### Textauszug
33Das FG Hamburg (Urteil vom 24. 9. 2012 1 K 195/11, EFG 2013, 41), hat die Anerkennung von Zivilprozesskosten als außergewöhnliche Belastungen trotz der geänderten höchstrichterlichen Rechtsprechung versagt. Es hatte dabei einen Fall zu beurteilen, in dem der Steuerpflichtige einen Anspruch freiwillig – mit dem Ziel seiner Durchsetzung (auch) mit gerichtlicher Hilfe – vom früheren Berechtigten erworben hatte. Der vorliegende Sachverhalt ist völlig anders gelagert. Der Kläger konnte sich dem gerichtlichen Abänderungsantrag der Kindesmutter gerade nicht entziehen.
34Die Finanzverwaltung weist in ihrem Nichtanwendungserlass (BMF-Schreiben vom 20.2.2011 IV C 4 – S 2284/07/0031 :002, 2011/1025909, BStBl I 2011, 1286) darauf hin, dass keine Instrumente für eine eindeutige, zuverlässige und rechtssichere Einschätzung der Erfolgsaussichten eines Zivilprozesses bzw. der Motive der Verfahrensbeteiligten zur Verfügung stünden. Im Hinblick auf eine mögliche gesetzliche Neuregelung der steuerlichen Berücksichtigung von Zivilprozesskosten, die auch die rückwirkende Anknüpfung an die bisher geltende Rechtslage einschließe, könnten daher grundsätzlich Prozesskosten auch für eine Übergangszeit nicht als außergewöhnliche Belastung berücksichtigt werden.
35Eine Gesetzesänderung mit Rückwirkung für den Veranlagungszeitraum 2011 wurde bisher vom Gesetzgeber nicht erlassen. Eine rückwirkende Änderung ist insbesondere auch im Amtshilferichtlinien-Umsetzungsgesetzes nicht enthalten, das am 29.6.2013 im Bundesgesetzblatt Teil I verkündet wurde (BGBl I 2013, 1809). Die in § 33 Abs. 2 EStG eingeführte Neuregelung sieht zwar vor, dass Prozesskosten vom Abzug als außergewöhnliche Belastungen ausgeschlossen sind, wenn es sich nicht um Aufwendungen handelt, ohne die der Steuerpflichtige Gefahr liefe, seine Existenzgrundlage zu verlieren und seine lebensnotwendigen Bedürfnisse in dem üblichen Rahmen nicht mehr befriedigen zu können. Nach der einschlägigen Anwendungsvorschrift in § 52 Abs. 1 EStG gilt diese Änderung aber erstmals ab dem Veranlagungszeitraum 2013.
36Die von der Finanzverwaltung aufgeworfene Problematik im Hinblick auf die Einschätzung der Erfolgsaussichten der Rechtsverteidigung des Klägers ergibt sich im Streitfall im Übrigen nicht. Dass die Verteidigung des Klägers zumindest teilweise erfolgreich war, zeigt sich unproblematisch im Hinblick auf die vergleichsweise Regelung unter Aufhebung der Verfahrens- und Vergleichskosten.
37Das Gericht hat die Steuerfestsetzung wie erkannt gemäß § 100 Abs. 2 Satz 2 FGO auf den Beklagten übertragen. Dieser wird unter Berücksichtigung der bereits anerkannten außergewöhnlichen Belastungen in Höhe von 20 € und der zumutbaren Belastung i.S. des § 33 Abs. 3 EStG die Steuer zu berechnen haben.
38Die Kostenentscheidung folgt aus § 135 Abs. 1 FGO.
39Die Revision wird gemäß § 115 Abs. 2 Nr. 2 FGO zur Fortbildung des Rechts und zur Sicherung einer einheitlichen Rechtsprechung im Hinblick auf unterschiedliche Entscheidungen zum Abzug von Prozesskosten zugelassen.
40Die Entscheidung zur vorläufigen Vollstreckbarkeit hat ihre Rechtsgrundlage in §§ 151, 155 FGO i.V.m. §§ 708 Nr.10, 711 S.1 ZPO.
######
**Aufgaben**
1. Nennen Sie alle Vorschriften des EStG, die im Textauszug angeführt werden.
2. Geben Sie für jede der folgenden Aussagen an, ob sie mit dem Textauszug übereinstimmt, und belegen Sie Ihre Antwort jeweils mit einem wörtlichen Zitat: (a) Das Amtshilferichtlinien-Umsetzungsgesetz wurde am 29.6.2013 im Bundesgesetzblatt verkündet. (b) Die Neuregelung in § 33 Abs. 2 EStG gilt erstmals ab dem Veranlagungszeitraum 2011. (c) Das FG Hamburg hat Zivilprozesskosten als außergewöhnliche Belastungen anerkannt.
### Datensätze
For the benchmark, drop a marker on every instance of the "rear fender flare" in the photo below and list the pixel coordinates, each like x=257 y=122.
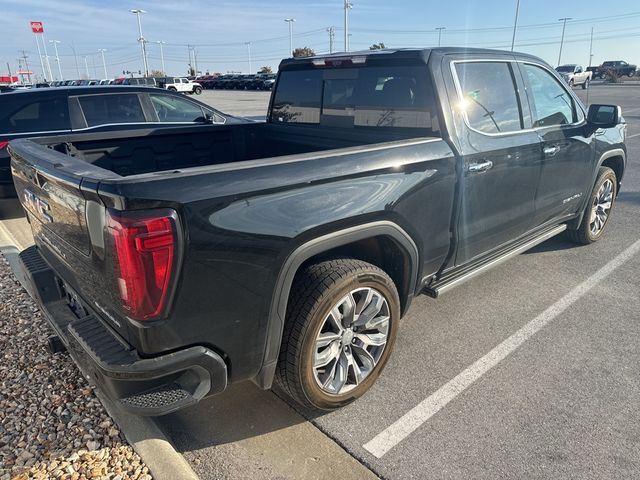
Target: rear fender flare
x=278 y=309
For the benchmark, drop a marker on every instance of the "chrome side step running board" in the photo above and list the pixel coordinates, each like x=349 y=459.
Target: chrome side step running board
x=455 y=279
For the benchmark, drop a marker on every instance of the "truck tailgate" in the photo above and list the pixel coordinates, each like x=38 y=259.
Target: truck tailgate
x=58 y=193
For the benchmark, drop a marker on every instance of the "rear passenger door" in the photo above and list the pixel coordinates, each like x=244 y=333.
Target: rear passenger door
x=501 y=156
x=567 y=154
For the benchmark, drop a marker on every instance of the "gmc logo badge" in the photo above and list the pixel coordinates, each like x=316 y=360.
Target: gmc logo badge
x=38 y=205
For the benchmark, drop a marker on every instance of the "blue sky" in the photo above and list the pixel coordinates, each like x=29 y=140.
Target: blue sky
x=220 y=28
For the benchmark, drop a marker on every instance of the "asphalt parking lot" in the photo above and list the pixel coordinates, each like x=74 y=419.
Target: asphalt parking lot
x=529 y=371
x=462 y=397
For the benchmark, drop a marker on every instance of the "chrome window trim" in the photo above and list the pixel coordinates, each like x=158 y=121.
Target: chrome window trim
x=456 y=81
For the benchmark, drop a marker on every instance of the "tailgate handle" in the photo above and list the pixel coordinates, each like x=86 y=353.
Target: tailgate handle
x=480 y=166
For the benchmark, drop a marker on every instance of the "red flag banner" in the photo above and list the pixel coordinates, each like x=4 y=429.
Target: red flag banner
x=37 y=27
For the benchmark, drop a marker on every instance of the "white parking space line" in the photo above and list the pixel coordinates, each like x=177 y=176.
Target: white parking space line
x=414 y=418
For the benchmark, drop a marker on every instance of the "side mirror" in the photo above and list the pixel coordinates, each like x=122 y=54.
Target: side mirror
x=604 y=116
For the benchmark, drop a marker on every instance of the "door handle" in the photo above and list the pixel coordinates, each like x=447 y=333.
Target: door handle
x=480 y=166
x=551 y=151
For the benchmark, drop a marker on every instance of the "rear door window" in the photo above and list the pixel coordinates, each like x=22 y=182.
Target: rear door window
x=22 y=114
x=112 y=108
x=489 y=96
x=369 y=96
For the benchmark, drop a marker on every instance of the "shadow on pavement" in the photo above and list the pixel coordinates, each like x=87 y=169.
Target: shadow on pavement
x=243 y=411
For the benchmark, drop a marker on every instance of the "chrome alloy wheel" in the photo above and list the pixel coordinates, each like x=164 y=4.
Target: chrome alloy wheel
x=351 y=340
x=601 y=207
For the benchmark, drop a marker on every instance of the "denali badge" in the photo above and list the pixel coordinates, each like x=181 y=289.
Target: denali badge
x=573 y=197
x=38 y=205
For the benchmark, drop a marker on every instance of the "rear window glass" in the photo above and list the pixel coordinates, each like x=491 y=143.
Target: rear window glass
x=20 y=115
x=399 y=96
x=111 y=108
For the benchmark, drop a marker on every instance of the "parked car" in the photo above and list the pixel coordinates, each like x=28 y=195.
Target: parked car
x=288 y=250
x=575 y=75
x=180 y=84
x=89 y=109
x=146 y=81
x=619 y=67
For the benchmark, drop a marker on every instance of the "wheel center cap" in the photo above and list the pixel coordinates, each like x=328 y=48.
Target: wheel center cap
x=347 y=336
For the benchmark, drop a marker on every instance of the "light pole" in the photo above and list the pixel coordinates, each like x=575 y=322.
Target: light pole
x=515 y=25
x=347 y=6
x=440 y=33
x=160 y=42
x=55 y=47
x=138 y=12
x=75 y=57
x=46 y=58
x=564 y=25
x=248 y=44
x=290 y=22
x=104 y=64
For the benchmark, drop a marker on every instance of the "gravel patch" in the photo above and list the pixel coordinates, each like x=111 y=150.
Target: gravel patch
x=51 y=423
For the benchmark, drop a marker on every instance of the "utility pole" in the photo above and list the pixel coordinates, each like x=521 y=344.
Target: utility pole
x=248 y=44
x=55 y=47
x=160 y=42
x=332 y=35
x=26 y=64
x=439 y=29
x=138 y=12
x=347 y=6
x=591 y=47
x=290 y=22
x=564 y=25
x=104 y=64
x=75 y=57
x=515 y=25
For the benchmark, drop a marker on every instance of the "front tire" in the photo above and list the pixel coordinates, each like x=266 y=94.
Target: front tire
x=341 y=325
x=598 y=209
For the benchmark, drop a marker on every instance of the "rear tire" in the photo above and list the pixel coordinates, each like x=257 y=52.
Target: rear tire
x=340 y=329
x=598 y=209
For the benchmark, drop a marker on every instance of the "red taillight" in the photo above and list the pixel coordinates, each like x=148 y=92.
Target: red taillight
x=145 y=250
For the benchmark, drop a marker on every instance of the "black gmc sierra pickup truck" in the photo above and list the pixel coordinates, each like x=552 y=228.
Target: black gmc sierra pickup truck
x=173 y=262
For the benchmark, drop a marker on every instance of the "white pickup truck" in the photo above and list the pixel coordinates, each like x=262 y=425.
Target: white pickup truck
x=575 y=75
x=180 y=84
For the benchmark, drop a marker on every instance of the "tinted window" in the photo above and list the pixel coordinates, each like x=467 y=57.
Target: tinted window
x=176 y=109
x=551 y=103
x=20 y=115
x=489 y=96
x=111 y=108
x=399 y=96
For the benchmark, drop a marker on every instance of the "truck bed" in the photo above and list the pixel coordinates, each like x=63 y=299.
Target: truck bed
x=148 y=151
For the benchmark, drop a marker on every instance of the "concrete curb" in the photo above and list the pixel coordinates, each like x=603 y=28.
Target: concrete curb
x=146 y=438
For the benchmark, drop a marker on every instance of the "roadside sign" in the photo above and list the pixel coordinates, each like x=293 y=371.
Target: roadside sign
x=37 y=27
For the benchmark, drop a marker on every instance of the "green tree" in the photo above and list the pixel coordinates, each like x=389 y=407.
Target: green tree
x=303 y=52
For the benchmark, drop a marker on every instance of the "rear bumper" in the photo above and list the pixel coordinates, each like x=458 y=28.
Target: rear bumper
x=143 y=386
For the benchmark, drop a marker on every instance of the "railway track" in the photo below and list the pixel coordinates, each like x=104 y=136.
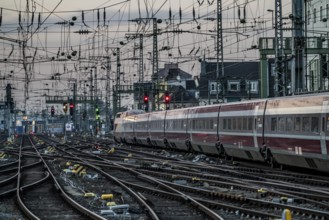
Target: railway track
x=37 y=193
x=168 y=185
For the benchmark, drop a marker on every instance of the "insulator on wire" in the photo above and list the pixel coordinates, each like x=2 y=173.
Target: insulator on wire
x=104 y=16
x=32 y=19
x=193 y=14
x=82 y=32
x=170 y=15
x=39 y=20
x=180 y=14
x=0 y=17
x=97 y=17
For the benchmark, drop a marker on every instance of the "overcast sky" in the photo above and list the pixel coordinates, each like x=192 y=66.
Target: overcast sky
x=109 y=23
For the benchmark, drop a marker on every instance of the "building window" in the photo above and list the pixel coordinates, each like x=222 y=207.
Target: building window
x=252 y=86
x=233 y=86
x=314 y=15
x=212 y=87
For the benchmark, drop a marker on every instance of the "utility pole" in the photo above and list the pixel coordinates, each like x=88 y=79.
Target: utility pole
x=279 y=56
x=298 y=82
x=116 y=92
x=108 y=95
x=155 y=77
x=219 y=44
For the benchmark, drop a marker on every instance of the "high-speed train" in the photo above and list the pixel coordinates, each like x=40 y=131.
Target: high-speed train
x=292 y=130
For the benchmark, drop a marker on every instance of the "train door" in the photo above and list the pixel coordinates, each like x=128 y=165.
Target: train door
x=324 y=129
x=260 y=125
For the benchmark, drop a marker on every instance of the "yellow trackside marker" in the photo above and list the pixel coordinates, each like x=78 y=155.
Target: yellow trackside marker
x=107 y=196
x=286 y=215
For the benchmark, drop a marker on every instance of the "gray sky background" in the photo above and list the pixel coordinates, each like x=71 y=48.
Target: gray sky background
x=51 y=40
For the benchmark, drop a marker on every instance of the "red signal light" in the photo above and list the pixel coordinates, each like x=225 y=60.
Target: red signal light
x=146 y=99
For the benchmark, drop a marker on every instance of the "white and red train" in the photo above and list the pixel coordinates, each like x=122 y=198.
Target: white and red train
x=291 y=130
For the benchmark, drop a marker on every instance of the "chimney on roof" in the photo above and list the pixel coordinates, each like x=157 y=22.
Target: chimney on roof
x=171 y=66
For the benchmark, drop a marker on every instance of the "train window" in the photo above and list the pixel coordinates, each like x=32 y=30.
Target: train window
x=224 y=124
x=306 y=124
x=273 y=124
x=211 y=124
x=281 y=123
x=323 y=124
x=297 y=124
x=250 y=124
x=245 y=124
x=239 y=123
x=290 y=124
x=315 y=124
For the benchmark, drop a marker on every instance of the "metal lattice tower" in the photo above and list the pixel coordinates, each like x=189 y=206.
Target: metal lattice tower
x=155 y=78
x=279 y=55
x=140 y=64
x=117 y=90
x=220 y=53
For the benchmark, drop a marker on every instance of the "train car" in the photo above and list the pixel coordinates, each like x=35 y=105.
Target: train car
x=124 y=126
x=296 y=131
x=141 y=129
x=289 y=130
x=176 y=128
x=203 y=129
x=240 y=129
x=118 y=131
x=156 y=127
######
**Lösungen im Einzelnen**
1. § 33 Abs. 2 EStG, § 52 Abs. 1 EStG, § 33 Abs. 3 EStG

2.
(a) Ja: „das am 29.6.2013 im Bundesgesetzblatt Teil I verkündet wurde“
(b) Nein: „gilt diese Änderung aber erstmals ab dem Veranlagungszeitraum 2013“
(c) Nein: „hat die Anerkennung von Zivilprozesskosten als außergewöhnliche Belastungen trotz der geänderten höchstrichterlichen Rechtsprechung versagt“